# Directive:
Copy out, exactly as written, only the line containing "of the blue" and the lines after it through the end of the records.

# Items:
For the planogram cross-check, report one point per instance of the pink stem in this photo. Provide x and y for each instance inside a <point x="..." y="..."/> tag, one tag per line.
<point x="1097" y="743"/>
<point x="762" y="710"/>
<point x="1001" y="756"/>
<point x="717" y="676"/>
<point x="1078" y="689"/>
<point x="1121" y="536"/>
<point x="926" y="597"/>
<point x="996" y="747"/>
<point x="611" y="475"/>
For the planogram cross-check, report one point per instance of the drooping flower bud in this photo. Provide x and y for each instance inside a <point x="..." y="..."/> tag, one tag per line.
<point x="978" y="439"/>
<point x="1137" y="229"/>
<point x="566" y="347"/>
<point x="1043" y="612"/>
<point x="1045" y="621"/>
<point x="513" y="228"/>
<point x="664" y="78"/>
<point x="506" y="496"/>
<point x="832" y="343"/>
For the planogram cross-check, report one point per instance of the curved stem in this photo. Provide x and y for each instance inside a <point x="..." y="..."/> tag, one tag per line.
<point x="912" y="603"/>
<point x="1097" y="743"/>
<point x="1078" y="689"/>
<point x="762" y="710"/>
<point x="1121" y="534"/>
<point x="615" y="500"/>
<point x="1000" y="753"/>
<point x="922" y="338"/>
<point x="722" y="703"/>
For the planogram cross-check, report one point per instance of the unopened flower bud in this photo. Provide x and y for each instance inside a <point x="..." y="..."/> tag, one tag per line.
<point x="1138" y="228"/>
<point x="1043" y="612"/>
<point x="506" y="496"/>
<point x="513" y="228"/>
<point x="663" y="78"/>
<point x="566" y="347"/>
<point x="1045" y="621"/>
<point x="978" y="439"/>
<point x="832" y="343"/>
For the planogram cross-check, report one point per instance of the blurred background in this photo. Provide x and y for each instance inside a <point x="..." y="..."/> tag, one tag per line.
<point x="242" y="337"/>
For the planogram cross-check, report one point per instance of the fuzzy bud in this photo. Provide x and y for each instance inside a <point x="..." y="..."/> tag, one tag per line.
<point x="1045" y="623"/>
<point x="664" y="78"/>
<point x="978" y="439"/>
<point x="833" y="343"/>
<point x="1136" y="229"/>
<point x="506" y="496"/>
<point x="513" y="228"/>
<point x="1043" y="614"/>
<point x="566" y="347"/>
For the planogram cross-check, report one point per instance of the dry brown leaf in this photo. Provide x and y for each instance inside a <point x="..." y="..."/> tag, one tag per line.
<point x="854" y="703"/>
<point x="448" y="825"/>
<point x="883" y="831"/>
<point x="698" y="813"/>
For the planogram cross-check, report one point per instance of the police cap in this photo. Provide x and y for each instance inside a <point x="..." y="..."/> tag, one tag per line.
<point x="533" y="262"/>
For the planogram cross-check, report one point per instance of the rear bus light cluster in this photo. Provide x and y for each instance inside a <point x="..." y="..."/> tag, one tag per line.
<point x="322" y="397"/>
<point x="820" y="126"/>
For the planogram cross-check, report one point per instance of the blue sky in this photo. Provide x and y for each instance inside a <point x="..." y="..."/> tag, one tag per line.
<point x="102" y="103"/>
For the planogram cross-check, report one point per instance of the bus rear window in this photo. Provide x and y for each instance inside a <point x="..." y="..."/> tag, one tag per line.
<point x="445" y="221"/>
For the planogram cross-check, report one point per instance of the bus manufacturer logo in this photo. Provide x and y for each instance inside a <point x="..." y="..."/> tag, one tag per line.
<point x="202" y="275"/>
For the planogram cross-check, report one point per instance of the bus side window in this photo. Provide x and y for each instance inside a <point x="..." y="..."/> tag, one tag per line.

# The solution:
For the planogram cross-check, report one point per instance of the blue sky in this photo. Provide x and y for each instance inside a <point x="..." y="..."/> tag, one tag per line.
<point x="102" y="103"/>
For the planogram cross-check, report one point per instance of the bus rear window in this photo. Provide x and y for each instance inside a <point x="..." y="..."/> tag, one tag per line.
<point x="445" y="221"/>
For the planogram cross-check, report one point per instance of the bus manufacturer logo in this photo. Provide x and y for each instance inside a <point x="..." y="..."/> tag, one tag per line.
<point x="202" y="275"/>
For the planogram cross-check, report one point per instance of the bus side window in this photo. Provide x and y for each instance inside a <point x="..." y="..."/> tag, one tag per line.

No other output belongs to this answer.